■ **WORK ORDER 1**: Write out the part of the school-closure passage below that falls between "Education experts use" and "result of the pandemic.", inclusive.
■ **WORK ORDER 2**: Continue the school-closure passage, not the data that follows it, from its final sentence.

■ **READING TEXT**:
####
For all the practical reasons the government is shepherding an unprepared class of students to this exam that is so crucial to their future and that of the country. Are our education authorities aware of the gravity of this situation but do not give a hoot or are they just clueless or playing dumb? The reason I brought up the 2022 class of A-Level students is not to say that the problem is limited to them. Actually, it is worse for the lower grade students. Just think about the class of students who started the first grade in 2020. Or those who were in third and fourth and fifth grades prepping for the upcoming Fifth Grade Scholarship exam. What’s the impact on them?

Education experts use the term “unfinished learning” to describe the lost learning due to school closure. It is used to capture “the reality that students were not given opportunity to complete all the learning they would have completed in a typical year.” In the United States, for example, it is estimated that unless steps are taken to address unfinished learning those who were subjected to school closure may earn $49,000 to $61,000 less over their lifetime due to the impact of the pandemic. And the impact on the US economy could amount to $128 billion to $188 billion every year as this cohort enters the workforce. That is why in the United States K-12 schools received nearly 200 billion dollars to combat learning losses as a result of the pandemic.
####
■ **DATA EXTRACTS**:
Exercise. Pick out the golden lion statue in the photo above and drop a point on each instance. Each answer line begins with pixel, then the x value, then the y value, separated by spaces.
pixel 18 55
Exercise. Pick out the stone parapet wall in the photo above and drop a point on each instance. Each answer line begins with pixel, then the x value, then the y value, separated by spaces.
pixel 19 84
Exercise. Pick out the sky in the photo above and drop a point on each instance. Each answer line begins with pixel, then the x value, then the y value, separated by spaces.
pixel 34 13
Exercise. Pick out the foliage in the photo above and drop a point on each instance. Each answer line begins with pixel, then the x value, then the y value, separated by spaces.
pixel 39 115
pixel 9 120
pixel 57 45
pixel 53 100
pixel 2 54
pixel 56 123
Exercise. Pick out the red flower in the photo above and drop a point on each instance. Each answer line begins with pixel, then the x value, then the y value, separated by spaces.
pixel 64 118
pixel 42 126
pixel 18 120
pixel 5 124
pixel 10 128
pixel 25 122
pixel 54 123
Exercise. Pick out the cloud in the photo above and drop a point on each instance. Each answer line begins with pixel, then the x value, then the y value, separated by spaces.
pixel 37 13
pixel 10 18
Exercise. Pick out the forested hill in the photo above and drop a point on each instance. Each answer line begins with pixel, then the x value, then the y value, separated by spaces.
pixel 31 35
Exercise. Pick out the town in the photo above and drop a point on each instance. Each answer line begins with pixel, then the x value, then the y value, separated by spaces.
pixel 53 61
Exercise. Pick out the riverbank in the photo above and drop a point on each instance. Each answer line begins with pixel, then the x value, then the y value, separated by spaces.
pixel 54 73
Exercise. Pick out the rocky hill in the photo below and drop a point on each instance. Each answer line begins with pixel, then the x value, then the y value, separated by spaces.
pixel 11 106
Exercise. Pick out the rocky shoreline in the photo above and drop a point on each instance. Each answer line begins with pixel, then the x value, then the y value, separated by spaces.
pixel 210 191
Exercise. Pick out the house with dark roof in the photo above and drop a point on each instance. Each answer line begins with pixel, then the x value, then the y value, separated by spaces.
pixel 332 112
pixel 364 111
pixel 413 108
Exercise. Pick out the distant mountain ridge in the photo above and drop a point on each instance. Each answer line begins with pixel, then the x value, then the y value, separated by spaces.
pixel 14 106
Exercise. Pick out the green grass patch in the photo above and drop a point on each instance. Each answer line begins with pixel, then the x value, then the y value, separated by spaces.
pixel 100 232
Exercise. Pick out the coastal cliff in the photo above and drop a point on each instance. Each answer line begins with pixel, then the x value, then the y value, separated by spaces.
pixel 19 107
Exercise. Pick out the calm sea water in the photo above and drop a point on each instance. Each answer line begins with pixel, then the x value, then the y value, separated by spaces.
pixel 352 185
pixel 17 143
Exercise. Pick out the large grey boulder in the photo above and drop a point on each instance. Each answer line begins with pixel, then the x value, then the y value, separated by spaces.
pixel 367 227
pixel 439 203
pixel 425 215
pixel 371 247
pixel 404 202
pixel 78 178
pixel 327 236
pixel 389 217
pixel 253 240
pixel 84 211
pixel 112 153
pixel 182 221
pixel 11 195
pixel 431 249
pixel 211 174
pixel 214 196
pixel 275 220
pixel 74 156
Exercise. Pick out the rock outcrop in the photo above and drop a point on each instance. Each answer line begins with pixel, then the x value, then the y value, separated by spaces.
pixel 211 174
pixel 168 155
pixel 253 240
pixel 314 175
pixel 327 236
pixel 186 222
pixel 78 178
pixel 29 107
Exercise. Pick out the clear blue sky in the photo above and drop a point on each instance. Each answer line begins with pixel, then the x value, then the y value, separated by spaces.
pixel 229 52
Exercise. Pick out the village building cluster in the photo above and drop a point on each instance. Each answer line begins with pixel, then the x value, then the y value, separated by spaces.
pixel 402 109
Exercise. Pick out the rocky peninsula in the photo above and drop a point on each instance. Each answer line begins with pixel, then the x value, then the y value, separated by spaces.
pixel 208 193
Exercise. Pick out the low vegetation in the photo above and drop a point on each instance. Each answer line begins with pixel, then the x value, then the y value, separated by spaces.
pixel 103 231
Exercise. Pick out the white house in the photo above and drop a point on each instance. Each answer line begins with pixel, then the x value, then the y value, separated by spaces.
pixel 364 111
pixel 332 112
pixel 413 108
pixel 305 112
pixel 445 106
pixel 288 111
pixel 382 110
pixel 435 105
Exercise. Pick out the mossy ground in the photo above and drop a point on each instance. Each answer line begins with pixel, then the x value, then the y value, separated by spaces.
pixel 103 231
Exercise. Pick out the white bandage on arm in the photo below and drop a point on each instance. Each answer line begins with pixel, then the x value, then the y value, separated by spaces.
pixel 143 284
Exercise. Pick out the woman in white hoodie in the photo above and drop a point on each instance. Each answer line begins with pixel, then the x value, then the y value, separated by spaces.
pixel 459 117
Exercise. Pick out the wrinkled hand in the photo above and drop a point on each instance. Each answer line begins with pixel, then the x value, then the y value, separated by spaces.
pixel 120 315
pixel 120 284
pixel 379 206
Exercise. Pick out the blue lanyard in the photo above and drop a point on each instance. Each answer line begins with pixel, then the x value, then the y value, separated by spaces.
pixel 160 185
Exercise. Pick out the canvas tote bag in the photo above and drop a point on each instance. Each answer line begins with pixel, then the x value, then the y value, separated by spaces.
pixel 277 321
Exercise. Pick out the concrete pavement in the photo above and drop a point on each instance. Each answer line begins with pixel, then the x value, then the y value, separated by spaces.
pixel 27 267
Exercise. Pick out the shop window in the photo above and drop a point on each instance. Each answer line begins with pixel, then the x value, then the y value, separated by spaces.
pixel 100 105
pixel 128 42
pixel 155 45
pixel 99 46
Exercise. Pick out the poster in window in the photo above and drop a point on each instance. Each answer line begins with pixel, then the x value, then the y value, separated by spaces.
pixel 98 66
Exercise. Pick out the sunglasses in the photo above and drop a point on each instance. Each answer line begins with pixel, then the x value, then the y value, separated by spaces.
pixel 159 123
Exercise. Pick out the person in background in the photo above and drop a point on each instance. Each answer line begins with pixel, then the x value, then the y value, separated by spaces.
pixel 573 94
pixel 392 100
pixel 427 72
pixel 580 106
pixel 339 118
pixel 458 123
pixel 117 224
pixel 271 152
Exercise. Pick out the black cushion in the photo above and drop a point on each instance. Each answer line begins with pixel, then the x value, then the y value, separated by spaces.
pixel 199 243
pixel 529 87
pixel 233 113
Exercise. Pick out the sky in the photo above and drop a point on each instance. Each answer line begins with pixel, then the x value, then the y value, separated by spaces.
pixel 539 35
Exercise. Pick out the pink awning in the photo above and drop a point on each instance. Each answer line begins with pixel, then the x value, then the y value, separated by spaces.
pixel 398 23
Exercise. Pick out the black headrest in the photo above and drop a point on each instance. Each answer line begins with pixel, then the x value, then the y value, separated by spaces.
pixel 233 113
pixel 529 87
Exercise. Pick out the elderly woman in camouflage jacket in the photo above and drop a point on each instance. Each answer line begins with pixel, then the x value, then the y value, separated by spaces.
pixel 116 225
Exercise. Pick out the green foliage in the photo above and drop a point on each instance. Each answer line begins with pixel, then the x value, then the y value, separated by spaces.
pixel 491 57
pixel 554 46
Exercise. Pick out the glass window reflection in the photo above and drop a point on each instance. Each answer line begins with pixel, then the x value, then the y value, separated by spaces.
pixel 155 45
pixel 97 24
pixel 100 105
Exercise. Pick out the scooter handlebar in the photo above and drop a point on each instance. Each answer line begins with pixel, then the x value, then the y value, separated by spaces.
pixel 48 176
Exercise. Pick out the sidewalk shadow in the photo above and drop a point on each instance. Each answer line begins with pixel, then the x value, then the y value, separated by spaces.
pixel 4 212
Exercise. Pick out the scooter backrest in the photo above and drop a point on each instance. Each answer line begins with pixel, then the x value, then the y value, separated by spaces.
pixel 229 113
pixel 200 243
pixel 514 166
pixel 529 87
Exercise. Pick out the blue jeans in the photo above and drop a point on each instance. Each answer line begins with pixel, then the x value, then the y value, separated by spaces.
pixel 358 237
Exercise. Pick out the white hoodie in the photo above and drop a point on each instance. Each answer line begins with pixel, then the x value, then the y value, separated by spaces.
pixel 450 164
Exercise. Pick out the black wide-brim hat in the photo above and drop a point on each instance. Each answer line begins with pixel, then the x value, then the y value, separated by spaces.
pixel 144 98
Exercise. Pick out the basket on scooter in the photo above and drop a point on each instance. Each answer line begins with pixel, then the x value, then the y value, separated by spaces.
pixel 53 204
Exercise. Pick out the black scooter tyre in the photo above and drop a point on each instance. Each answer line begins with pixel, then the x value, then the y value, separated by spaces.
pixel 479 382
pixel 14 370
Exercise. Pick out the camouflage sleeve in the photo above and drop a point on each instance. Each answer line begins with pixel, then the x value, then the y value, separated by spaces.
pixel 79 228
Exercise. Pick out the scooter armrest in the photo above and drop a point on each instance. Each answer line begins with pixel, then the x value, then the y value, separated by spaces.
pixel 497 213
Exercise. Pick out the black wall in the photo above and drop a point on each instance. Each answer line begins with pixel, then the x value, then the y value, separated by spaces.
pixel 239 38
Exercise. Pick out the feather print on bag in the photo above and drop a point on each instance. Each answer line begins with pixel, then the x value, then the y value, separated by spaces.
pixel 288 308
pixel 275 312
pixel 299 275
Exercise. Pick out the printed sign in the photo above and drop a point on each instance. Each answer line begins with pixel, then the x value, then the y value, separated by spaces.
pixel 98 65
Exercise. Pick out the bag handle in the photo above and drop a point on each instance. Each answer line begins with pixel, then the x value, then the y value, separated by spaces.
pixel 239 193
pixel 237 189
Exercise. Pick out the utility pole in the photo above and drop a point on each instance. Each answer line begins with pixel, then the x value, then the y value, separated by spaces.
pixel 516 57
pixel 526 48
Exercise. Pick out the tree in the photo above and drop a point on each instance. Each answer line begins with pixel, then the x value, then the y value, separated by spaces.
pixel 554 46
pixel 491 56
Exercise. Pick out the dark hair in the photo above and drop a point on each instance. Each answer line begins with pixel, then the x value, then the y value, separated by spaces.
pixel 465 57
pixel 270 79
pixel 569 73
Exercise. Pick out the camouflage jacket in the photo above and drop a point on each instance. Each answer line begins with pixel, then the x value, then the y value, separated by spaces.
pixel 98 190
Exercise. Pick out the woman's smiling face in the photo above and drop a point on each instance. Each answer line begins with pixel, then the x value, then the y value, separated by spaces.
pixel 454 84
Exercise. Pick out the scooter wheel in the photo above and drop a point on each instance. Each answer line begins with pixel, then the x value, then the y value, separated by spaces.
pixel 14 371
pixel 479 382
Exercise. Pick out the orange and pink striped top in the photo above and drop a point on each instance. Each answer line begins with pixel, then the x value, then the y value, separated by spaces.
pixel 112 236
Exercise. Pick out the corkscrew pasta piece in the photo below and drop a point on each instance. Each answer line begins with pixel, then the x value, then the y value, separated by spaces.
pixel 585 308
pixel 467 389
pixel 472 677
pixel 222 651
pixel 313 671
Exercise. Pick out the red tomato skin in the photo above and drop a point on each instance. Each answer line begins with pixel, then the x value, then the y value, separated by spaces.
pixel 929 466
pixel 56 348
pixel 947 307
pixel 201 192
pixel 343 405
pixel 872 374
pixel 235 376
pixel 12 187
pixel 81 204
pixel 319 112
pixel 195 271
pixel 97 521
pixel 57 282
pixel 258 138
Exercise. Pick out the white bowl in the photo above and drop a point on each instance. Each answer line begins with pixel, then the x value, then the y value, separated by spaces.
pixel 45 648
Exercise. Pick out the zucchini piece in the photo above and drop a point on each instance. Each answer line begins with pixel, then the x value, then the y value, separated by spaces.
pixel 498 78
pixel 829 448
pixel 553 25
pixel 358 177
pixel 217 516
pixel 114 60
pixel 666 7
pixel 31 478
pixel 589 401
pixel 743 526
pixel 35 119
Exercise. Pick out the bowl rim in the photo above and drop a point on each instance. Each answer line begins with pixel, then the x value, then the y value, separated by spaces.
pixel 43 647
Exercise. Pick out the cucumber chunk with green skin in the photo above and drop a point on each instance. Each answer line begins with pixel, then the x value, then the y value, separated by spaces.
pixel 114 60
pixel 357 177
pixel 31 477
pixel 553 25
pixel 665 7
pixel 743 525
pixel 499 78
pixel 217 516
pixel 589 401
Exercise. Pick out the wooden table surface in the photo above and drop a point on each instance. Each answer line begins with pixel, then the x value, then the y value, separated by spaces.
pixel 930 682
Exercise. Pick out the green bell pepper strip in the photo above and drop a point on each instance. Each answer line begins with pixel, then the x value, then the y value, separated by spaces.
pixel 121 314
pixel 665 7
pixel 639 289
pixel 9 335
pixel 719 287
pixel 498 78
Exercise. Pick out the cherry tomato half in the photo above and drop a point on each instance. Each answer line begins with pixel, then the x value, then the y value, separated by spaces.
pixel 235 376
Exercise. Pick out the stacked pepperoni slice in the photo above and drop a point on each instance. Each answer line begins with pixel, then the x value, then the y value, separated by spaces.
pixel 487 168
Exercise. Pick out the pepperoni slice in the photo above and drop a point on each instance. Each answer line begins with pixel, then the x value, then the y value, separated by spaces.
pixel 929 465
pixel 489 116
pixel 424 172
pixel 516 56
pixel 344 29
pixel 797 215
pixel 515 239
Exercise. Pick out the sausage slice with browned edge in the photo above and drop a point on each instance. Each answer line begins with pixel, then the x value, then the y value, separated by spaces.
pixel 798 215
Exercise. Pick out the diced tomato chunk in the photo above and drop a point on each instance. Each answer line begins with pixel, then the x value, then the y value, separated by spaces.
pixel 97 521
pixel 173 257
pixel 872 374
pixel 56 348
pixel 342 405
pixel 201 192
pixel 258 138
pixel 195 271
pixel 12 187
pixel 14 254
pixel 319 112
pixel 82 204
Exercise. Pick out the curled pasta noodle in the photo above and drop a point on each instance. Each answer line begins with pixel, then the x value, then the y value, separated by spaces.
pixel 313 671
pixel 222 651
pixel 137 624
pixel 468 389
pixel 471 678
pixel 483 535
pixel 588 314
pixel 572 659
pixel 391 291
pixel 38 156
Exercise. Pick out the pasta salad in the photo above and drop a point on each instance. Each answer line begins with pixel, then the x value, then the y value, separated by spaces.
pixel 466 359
####
■ **ANSWER AREA 1**:
Education experts use the term “unfinished learning” to describe the lost learning due to school closure. It is used to capture “the reality that students were not given opportunity to complete all the learning they would have completed in a typical year.” In the United States, for example, it is estimated that unless steps are taken to address unfinished learning those who were subjected to school closure may earn $49,000 to $61,000 less over their lifetime due to the impact of the pandemic. And the impact on the US economy could amount to $128 billion to $188 billion every year as this cohort enters the workforce. That is why in the United States K-12 schools received nearly 200 billion dollars to combat learning losses as a result of the pandemic.

■ **ANSWER AREA 2**:
Unfinished learning is not just limited to the loss of the academic knowledge. Disengagement from school is likely to make students slipped backward as they lose the knowledge and the skills they once had (just ask a teacher how hard it is for a student to engage in learning after a long recess). Education experts also warn that the students who move on to the next grade unprepared would be missing key building blocks of knowledge that are necessary for success as they move upwards in grade levels.

I am dumbstruck that leaders are acting like nothing has happened to the schoolchildren over the past two plus years. I know that Sri Lanka is facing an unprecedented economic crisis and one might say that there are bigger problems facing the country. Of course, there are lots of other and bigger problems including children showing up to school with an empty stomach. But those “other” problems do not make this a lesser problem. It should be one of those “big” problems we are facing and should be treated accordingly as it is so consequential. I am happy to see that the teachers’ unions were in the forefront of the “Aragalaya.” However, I would be happier if the teachers’ unions take equal or greater interest in this issue facing the children. Likewise, I was happy how active FUTA was during the “Aragalaya.” Again, I would be happier if they have taken an equal or greater interest in this because, don’t forget the fact that for the next 13 years university spaces will be filled by those who lost two plus years of education on their clock.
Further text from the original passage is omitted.